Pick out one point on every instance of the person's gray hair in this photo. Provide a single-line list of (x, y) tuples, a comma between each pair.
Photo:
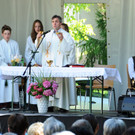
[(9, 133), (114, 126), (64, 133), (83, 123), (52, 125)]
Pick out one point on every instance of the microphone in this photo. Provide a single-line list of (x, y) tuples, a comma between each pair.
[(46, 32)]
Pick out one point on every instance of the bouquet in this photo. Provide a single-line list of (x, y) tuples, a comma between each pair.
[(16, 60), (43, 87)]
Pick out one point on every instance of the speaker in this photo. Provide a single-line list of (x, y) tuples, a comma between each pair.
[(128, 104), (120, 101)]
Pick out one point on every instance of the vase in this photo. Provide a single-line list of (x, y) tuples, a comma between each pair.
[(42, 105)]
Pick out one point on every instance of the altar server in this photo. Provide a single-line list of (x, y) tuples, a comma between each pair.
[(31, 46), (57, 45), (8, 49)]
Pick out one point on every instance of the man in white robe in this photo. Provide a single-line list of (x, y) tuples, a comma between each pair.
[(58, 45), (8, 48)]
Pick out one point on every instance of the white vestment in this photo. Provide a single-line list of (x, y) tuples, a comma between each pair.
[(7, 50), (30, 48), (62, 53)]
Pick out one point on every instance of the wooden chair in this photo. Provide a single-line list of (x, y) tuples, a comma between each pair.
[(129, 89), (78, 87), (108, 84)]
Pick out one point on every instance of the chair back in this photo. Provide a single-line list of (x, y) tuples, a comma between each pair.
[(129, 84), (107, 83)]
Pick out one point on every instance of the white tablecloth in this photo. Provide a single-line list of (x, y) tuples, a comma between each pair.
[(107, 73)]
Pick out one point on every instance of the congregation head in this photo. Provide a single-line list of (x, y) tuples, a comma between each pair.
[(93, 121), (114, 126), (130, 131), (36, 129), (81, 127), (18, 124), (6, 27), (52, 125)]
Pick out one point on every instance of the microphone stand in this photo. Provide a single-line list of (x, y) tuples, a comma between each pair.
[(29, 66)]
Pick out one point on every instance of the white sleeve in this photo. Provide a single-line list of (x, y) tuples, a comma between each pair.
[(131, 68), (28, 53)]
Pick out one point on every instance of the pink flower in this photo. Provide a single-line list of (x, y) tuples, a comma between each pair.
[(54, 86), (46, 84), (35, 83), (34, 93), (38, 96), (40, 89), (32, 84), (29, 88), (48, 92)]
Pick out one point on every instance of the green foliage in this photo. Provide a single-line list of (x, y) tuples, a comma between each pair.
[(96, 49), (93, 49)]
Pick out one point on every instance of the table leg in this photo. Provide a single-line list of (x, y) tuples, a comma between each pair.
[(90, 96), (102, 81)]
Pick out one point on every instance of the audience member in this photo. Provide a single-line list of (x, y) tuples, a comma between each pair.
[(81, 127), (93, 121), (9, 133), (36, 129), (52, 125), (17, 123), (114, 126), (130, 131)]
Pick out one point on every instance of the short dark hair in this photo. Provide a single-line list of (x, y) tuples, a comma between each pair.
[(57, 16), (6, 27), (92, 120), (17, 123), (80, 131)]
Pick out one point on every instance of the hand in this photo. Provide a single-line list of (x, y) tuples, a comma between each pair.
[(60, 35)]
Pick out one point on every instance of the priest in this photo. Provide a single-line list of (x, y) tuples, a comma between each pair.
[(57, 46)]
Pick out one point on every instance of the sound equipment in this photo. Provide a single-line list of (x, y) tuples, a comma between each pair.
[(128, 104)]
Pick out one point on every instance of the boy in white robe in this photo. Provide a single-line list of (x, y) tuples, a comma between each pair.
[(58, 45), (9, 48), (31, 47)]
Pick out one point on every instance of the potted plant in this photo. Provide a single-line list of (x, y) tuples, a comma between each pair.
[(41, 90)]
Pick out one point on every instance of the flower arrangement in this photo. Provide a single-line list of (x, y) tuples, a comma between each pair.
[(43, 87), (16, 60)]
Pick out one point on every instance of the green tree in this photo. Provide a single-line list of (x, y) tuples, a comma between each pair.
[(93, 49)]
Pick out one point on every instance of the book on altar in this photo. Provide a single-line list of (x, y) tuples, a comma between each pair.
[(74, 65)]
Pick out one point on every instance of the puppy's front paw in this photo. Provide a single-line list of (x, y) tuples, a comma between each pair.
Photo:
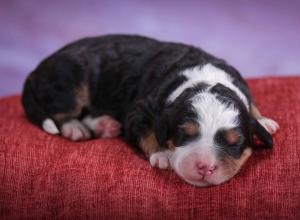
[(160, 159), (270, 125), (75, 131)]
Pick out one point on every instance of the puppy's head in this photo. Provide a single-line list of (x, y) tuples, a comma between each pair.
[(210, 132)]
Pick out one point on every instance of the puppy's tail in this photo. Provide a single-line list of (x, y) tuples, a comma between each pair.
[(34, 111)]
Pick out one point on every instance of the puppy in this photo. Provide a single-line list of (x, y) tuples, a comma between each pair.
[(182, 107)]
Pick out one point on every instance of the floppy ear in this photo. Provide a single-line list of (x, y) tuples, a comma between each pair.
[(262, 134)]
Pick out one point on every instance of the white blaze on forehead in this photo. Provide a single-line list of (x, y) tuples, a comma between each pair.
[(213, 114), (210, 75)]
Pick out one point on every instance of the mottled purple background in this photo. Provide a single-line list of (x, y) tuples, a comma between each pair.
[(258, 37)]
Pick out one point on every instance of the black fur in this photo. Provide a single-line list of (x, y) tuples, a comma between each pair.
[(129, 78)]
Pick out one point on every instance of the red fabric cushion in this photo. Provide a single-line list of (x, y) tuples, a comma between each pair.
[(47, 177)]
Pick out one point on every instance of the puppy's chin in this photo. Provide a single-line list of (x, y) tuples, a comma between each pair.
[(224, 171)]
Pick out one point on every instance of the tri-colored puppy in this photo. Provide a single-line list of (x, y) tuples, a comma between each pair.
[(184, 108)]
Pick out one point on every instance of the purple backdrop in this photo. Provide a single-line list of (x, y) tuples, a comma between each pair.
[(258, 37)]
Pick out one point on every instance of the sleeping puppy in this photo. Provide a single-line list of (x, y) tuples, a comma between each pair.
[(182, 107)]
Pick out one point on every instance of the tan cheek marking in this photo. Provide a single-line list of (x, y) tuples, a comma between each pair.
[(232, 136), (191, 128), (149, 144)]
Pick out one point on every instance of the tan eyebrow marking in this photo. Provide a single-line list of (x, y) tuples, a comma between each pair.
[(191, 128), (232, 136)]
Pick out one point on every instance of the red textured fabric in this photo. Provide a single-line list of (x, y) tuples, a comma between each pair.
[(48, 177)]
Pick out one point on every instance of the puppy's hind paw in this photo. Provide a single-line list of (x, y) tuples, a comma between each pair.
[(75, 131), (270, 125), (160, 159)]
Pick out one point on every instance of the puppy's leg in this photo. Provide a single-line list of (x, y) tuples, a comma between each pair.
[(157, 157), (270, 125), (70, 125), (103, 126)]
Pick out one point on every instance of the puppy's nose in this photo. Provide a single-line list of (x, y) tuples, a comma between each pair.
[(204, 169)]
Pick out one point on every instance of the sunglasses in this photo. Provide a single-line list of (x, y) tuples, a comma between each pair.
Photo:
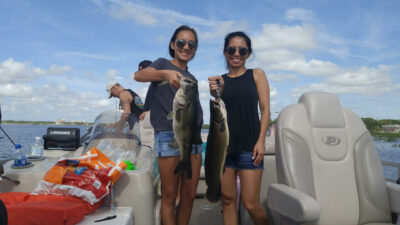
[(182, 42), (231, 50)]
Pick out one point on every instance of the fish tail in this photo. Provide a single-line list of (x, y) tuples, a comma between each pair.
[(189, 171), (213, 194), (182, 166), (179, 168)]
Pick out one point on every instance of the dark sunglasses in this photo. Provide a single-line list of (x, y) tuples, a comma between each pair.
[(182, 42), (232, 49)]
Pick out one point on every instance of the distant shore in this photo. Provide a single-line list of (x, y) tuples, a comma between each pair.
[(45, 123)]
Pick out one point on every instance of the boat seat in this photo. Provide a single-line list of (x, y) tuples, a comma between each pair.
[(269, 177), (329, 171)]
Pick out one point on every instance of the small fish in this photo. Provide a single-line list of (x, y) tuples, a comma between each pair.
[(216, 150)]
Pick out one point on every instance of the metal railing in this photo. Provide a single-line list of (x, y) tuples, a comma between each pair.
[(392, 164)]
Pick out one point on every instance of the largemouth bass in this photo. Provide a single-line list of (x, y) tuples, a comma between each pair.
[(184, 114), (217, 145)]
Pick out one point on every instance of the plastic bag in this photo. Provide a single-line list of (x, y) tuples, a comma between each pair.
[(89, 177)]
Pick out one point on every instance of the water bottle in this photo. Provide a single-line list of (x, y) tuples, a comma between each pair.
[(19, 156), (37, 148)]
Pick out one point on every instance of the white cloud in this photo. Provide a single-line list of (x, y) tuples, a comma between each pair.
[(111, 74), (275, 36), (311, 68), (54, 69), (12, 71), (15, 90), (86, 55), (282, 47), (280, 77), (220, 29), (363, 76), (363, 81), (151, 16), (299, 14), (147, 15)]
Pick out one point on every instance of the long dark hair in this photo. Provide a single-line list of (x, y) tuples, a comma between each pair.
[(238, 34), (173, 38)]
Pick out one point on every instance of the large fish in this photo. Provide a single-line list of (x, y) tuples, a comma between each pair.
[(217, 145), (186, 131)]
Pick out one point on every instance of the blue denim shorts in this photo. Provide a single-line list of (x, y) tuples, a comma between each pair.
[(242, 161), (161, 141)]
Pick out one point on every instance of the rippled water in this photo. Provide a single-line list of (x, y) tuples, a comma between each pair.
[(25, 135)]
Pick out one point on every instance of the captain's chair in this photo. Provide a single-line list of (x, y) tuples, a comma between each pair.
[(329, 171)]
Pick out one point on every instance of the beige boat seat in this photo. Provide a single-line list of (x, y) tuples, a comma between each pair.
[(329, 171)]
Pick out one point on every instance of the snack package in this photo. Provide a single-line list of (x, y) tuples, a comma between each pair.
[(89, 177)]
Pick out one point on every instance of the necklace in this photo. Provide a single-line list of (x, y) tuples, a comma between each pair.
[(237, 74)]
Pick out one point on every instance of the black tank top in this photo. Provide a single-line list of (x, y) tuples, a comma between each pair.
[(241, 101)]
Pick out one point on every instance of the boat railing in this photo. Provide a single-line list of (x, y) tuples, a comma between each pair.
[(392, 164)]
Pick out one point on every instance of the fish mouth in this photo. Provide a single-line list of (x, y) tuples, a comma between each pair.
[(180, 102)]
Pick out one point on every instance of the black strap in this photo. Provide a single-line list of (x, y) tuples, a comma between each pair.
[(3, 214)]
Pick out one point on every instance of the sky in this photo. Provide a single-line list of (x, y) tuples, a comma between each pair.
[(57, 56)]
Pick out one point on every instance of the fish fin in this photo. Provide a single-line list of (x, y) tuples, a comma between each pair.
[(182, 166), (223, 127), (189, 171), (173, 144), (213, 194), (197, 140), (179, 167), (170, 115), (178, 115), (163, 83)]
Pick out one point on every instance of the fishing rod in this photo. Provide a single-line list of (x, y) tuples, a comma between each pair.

-- Task item --
An exact repeat of the lines from the one containing "Pick out one point on every instance of the black tank" through the final line above, both included, is the whole answer.

-- Answer to the exercise --
Pick out one point on every instance of the black tank top in this photo. Provide a single-line list of (x, y) tuples, a comma between each pair.
[(241, 101)]
Pick out one point on every instance of the boat railing in this photo. Provide a single-line list of (x, y) tuples, a comma between each pair.
[(392, 164)]
Pick out one point on every instance of the fish mouth in this photo. Provide a single-line list of (x, y) tuples, a comma between each pair.
[(180, 102)]
Pick out one point on every instance of the black strap in this photo. Provide a single-line list of (x, y) tuples, a comma between each pair.
[(3, 214)]
Pick out one point on every instance of the sky in this photo. Provide a single-line list of (x, y) tuples, a comma between each pair.
[(57, 56)]
Pick out one point on every instance of the fish fin in this photo. Provide a single-line list of (x, y) tuples, a comma between each pair.
[(182, 166), (223, 127), (189, 171), (173, 144), (213, 194), (197, 140), (179, 167), (170, 115), (178, 115), (163, 83)]
Pick out one point on every instance of the fishing rod in this photo. Provide a single-line list of (x, y) tuples, a comma between each pair.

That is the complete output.